** START OF RAW RECORDS **

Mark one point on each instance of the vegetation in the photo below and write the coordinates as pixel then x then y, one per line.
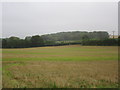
pixel 58 39
pixel 72 66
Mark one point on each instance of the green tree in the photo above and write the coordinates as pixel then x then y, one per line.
pixel 36 41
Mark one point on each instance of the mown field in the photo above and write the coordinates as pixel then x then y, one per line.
pixel 71 66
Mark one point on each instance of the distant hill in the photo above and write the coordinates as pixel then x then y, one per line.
pixel 75 36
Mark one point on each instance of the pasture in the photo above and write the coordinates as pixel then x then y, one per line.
pixel 71 66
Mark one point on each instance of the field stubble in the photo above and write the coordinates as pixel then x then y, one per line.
pixel 61 67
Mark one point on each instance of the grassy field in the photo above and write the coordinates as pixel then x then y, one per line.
pixel 61 67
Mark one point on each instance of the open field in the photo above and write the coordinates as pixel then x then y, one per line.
pixel 61 66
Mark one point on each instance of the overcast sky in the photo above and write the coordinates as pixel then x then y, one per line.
pixel 36 18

** END OF RAW RECORDS **

> **OBJECTIVE**
Print all of the records above verbatim, line for line, and leave the picture out.

> **WRITTEN SOLUTION**
Mark one point on each instance of the vegetation in the photo below and write the coordinates as pixel then x then y, one per line.
pixel 58 39
pixel 72 66
Mark one point on each instance of the green tree in the photo above and write the coordinates as pixel then x then y, one per line.
pixel 36 41
Mark one point on each instance of the mown field in the photo above and write the coordinates as pixel then x then y, one per line.
pixel 71 66
Mark one point on each instance of the distant hill in the photo above and write the coordinates as pixel then x then y, one per line.
pixel 75 36
Mark one point on each instance of the pasture in the photo above and write the coordinates as pixel then x then y, one per line.
pixel 71 66
Mark one point on each instance of the field stubble in the photo above and write the coordinates as pixel then x then y, one per line.
pixel 61 67
Mark one point on each instance of the grassy field in the photo above and write the coordinates as pixel then x then y, one per line.
pixel 61 67
Mark one point on each instance of the open field in the photo above and write the coordinates as pixel then x then y, one per line.
pixel 61 66
Mark one point on each instance of the overcast sky in the photo above and write the coordinates as pixel then x then y, one per line.
pixel 36 18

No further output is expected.